§ **Goal**: Reproduce word for word the records from the line containing "# outline every instance of the water" through the line containing "[[[120,71],[120,58],[114,58],[107,52],[107,47],[98,49],[99,72]]]", including both of those lines.

§ **Provided data**:
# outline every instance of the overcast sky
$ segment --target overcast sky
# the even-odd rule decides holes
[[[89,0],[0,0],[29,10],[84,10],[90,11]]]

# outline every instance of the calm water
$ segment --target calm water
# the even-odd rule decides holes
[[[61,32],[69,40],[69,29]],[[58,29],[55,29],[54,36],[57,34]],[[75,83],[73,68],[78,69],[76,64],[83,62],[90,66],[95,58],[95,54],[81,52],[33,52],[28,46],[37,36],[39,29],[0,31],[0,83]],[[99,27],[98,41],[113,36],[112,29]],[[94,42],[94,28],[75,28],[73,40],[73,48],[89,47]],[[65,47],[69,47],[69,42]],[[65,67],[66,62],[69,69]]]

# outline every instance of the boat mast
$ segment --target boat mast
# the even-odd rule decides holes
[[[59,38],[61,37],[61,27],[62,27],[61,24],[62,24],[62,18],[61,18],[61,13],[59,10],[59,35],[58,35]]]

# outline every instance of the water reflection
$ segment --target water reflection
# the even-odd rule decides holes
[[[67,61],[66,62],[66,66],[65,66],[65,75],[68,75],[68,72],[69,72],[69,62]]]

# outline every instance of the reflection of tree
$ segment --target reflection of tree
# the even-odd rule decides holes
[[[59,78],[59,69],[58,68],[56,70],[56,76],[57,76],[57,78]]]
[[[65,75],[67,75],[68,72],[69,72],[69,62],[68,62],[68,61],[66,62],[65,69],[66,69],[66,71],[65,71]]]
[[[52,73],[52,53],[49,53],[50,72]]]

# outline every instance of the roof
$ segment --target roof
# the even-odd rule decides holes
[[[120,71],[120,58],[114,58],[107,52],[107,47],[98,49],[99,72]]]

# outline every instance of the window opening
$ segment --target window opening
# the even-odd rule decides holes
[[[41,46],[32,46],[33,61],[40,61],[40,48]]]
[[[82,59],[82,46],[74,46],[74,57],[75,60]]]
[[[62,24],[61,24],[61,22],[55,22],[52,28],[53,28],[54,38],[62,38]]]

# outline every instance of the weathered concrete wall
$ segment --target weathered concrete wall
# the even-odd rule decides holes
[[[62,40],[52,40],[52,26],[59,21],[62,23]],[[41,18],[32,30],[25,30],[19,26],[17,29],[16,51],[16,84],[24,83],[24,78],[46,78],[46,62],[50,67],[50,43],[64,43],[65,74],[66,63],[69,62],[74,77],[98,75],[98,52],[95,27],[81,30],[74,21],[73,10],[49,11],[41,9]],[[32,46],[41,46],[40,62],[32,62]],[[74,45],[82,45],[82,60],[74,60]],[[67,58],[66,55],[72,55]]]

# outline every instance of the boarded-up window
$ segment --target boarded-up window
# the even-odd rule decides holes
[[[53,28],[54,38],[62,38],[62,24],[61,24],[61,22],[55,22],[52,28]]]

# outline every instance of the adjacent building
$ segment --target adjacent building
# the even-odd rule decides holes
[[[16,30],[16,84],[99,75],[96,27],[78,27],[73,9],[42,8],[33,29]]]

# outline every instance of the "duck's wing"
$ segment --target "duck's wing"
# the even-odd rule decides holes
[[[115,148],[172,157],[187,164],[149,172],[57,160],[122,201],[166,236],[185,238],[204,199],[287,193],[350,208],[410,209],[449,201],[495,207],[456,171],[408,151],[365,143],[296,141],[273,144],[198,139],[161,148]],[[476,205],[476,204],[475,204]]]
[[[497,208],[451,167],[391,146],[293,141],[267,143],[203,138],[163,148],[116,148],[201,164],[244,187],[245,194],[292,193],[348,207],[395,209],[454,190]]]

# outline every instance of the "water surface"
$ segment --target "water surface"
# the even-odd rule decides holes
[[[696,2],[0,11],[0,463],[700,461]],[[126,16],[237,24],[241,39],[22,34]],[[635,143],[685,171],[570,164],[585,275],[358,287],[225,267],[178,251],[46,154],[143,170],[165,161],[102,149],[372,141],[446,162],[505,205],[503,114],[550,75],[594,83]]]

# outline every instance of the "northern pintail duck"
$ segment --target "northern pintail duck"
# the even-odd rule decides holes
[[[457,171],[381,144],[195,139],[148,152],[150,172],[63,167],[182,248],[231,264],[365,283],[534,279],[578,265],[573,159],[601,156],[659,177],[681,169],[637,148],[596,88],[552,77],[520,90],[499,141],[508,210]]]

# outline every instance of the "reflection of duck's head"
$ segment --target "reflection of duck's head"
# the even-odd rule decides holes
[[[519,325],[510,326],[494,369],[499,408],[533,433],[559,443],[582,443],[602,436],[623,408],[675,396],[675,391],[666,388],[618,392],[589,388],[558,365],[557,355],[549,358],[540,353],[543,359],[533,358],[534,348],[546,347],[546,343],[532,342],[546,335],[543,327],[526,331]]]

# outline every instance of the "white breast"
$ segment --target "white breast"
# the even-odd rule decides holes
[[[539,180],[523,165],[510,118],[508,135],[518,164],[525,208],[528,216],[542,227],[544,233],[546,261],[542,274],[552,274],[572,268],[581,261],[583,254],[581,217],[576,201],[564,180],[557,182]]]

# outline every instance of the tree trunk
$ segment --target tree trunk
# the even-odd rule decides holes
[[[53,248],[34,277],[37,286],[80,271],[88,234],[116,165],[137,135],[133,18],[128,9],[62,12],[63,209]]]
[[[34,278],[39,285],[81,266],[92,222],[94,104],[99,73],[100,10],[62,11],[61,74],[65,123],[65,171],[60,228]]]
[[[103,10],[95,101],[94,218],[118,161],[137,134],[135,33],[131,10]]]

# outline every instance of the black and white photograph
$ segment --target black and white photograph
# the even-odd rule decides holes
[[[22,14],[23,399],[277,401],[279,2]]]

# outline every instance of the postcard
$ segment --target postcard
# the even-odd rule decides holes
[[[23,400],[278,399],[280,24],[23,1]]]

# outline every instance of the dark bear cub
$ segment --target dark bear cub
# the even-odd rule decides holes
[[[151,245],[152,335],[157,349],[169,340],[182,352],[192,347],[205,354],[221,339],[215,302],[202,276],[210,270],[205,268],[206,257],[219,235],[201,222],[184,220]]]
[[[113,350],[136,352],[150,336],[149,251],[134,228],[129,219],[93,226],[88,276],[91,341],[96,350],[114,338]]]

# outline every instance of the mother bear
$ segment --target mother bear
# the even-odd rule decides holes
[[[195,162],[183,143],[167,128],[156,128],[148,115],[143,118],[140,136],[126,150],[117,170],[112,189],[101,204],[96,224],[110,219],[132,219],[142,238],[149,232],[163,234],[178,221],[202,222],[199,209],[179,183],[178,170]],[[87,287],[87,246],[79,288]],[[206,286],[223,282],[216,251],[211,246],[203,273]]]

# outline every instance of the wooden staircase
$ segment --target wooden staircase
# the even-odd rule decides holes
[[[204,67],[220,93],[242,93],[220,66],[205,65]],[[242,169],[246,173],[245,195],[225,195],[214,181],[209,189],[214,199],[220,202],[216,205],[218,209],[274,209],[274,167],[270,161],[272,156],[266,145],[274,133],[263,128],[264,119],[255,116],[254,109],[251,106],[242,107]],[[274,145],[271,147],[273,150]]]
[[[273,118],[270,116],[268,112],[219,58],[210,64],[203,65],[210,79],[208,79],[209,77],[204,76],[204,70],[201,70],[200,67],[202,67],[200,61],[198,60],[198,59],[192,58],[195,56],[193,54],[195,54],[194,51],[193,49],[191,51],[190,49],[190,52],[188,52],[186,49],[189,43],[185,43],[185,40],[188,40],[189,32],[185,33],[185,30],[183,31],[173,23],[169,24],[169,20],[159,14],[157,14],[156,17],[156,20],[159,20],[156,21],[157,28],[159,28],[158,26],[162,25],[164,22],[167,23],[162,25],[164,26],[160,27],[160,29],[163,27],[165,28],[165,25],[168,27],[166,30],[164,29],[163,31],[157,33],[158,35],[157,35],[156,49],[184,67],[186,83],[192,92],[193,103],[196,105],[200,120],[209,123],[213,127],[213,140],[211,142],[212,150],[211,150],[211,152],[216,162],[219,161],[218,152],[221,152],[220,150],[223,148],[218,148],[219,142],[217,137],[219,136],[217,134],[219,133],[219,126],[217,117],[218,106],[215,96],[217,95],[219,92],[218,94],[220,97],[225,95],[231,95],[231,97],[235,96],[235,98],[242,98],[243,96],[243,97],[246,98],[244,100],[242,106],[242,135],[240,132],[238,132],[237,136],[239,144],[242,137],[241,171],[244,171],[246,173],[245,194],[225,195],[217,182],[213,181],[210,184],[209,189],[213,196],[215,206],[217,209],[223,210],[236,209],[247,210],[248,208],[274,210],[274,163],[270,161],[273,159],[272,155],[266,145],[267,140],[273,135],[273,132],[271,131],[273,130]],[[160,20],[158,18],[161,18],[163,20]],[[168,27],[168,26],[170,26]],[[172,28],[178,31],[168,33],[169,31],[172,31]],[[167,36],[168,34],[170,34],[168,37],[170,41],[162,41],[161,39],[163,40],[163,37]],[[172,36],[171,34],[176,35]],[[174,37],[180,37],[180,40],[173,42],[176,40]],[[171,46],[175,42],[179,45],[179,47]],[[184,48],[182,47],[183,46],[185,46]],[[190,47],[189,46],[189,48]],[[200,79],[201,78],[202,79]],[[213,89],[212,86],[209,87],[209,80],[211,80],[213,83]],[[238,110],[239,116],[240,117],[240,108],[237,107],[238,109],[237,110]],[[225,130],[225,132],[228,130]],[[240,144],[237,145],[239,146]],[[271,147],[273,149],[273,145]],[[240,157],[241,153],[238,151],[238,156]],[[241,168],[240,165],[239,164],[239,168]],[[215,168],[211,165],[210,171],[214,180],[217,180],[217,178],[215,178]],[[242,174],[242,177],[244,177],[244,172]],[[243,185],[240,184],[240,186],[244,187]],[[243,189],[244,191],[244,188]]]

§ **Response**:
# outline every instance of the water reflection
$ segment --target water reflection
# the even-odd rule decides holes
[[[67,61],[66,62],[66,66],[65,66],[65,75],[68,75],[68,72],[69,72],[69,62]]]

# outline every instance of the reflection of tree
$ segment --target reflection of tree
# the even-odd rule decides holes
[[[59,78],[59,69],[58,68],[56,70],[56,76],[57,76],[57,78]]]
[[[65,75],[67,75],[68,72],[69,72],[69,62],[68,62],[68,61],[66,62],[65,69],[66,69],[66,71],[65,71]]]
[[[52,73],[52,53],[49,53],[50,72]]]

# outline every instance of the roof
$ segment --target roof
# the even-odd rule decides holes
[[[120,71],[120,58],[114,58],[107,52],[107,47],[98,49],[99,72]]]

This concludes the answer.